• _Trecho da página_:

—————

Por Elissandro Santana, para Desacato.info.
O município de Porto Seguro precisa deixar de ser vendido pela indústria do turismo como um pacote-objeto a ser consumido, pois este imaginário se entrelaça com semióticas político-econômicas coloniais devastadoras que não dialogam com os pressupostos e diretrizes para o desenvolvimento sustentável necessário para o século XXI.
O turismo pode e deve ser visto como oportunidade de negócio sustentável não somente em Porto Seguro como em toda a região, mas, para que isso aconteça, outras mentalidades econômicas e culturais organizacionais deverão ser construídas, tanto na vertente pública quanto privada.

—————

• _Registros fornecidos_:
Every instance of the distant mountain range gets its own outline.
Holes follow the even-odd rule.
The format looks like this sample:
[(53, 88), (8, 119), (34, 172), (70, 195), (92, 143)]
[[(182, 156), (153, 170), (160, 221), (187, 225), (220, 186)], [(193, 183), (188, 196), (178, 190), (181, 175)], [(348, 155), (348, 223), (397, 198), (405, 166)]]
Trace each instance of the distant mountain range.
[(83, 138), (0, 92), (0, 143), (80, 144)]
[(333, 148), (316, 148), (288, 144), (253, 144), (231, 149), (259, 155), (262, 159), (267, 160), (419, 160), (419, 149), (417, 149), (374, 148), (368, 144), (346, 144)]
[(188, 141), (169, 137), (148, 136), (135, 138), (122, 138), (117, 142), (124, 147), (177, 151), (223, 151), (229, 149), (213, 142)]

—————

• _Tarefas a realizar_:
[1] No texto sobre o turismo em Porto Seguro, liste todos os termos que qualificam a palavra "semióticas".
[2] Reescreva apenas tudo o que vai do início dos registros até a linha que contém "198), (405, 166)]]", inclusive, trocando "even-odd rule" por "nonzero rule" e mantendo o restante inalterado.

• _Resultados em ordem_:
[1]
político-econômicas
coloniais
devastadoras

[2]
Every instance of the distant mountain range gets its own outline.
Holes follow the nonzero rule.
The format looks like this sample:
[(53, 88), (8, 119), (34, 172), (70, 195), (92, 143)]
[[(182, 156), (153, 170), (160, 221), (187, 225), (220, 186)], [(193, 183), (188, 196), (178, 190), (181, 175)], [(348, 155), (348, 223), (397, 198), (405, 166)]]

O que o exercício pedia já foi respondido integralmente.